Embora influente na política nacional, a família Jucá não comanda o Estado de Roraima há mais de 24 anos. Só governaram o Estado uma vez, de 1988 a 1990, quando Romero foi indicado pelo então presidente José Sarney (PMDB) como administrador do território federal de Roraima. Quando a área virou um Estado, em 1990, Jucá tentou se eleger, mas perdeu a disputa.

A família ainda teve duas outras derrotas para o governo roraimense: Jucá perdeu em 2006 e Teresa foi batida pelo ex-governador Neudo Campos em 1998.

A concentração de poder nas mãos dos Jucá foi posta pela oposição como tema central da campanha para atrelar a imagem do atual governador a esse grupo. Chico Rodrigues foi vice do ex-governador José de Anchieta Júnior (PSDB) por dois mandatos, até que o tucano renunciou em abril para concorrer ao Senado e ele assumiu.

Em dezembro, pesquisa Ibope apontou Anchieta como um dos governadores mais mal avaliados do país, com a gestão aprovada por 26% dos roraimenses, contra 35% que consideravam o governo péssimo ou ruim.

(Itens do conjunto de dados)

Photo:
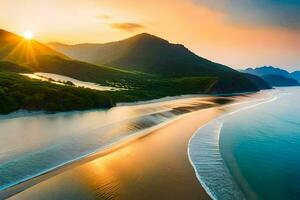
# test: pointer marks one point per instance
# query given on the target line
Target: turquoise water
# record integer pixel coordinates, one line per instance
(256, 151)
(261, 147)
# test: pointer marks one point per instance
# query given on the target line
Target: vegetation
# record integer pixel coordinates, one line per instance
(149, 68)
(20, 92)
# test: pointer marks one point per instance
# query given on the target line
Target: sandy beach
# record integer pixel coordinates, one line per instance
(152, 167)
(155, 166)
...
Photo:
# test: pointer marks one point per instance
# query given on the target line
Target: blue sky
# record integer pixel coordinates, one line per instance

▶ **Tarefas escritas**:
1. Segundo o texto sobre a família Jucá, quem derrotou Teresa na eleição para o governo de Roraima em 1998?
2. Prossiga com o texto sobre a família Jucá, escrevendo a continuação que vem depois da última frase.

▶ **Resultados do exercício**:
1. O ex-governador Neudo Campos.

2.
Logo ao sentar na cadeira de governador, Chico Rodrigues promoveu um distanciamento estratégico do tucano, fez mudanças no governo e decretou estado de emergência em educação e saúde. “O vice-governador não tinha absolutamente nenhuma participação na administração do Estado. Na caneta do vice não tinha nem tinta”, diz Rodrigues. As prioridades de Anchieta eram outras, afirma, citando investimentos em infraestrutura, asfaltamento de estradas e construção de torres de transmissão de energia que deixaram uma dívida de quase R$ 1 bilhão em financiamentos.

Anchieta, que depende do apoio do governador para se eleger ao Senado, diz que as críticas à educação e saúde do Estado não vão afetar sua campanha. “Ele [Chico Rodrigues] me disse que o estado de emergência foi só para facilitar a captação de recursos.”

O estado de emergência, por falsas razões ou não, rendeu problemas ao governador com o Ministério Público (MP). Rodrigues tem investido pesado em publicidade na televisão para mudar a percepção dos eleitores sobre o governo. Dias depois de anunciar a situação de calamidade na saúde, uma propaganda divulgava o atendimento “digno e humano” dos hospitais do Estado. O MP ordenou a retirada do anúncio sob o argumento de que era dissociado da realidade.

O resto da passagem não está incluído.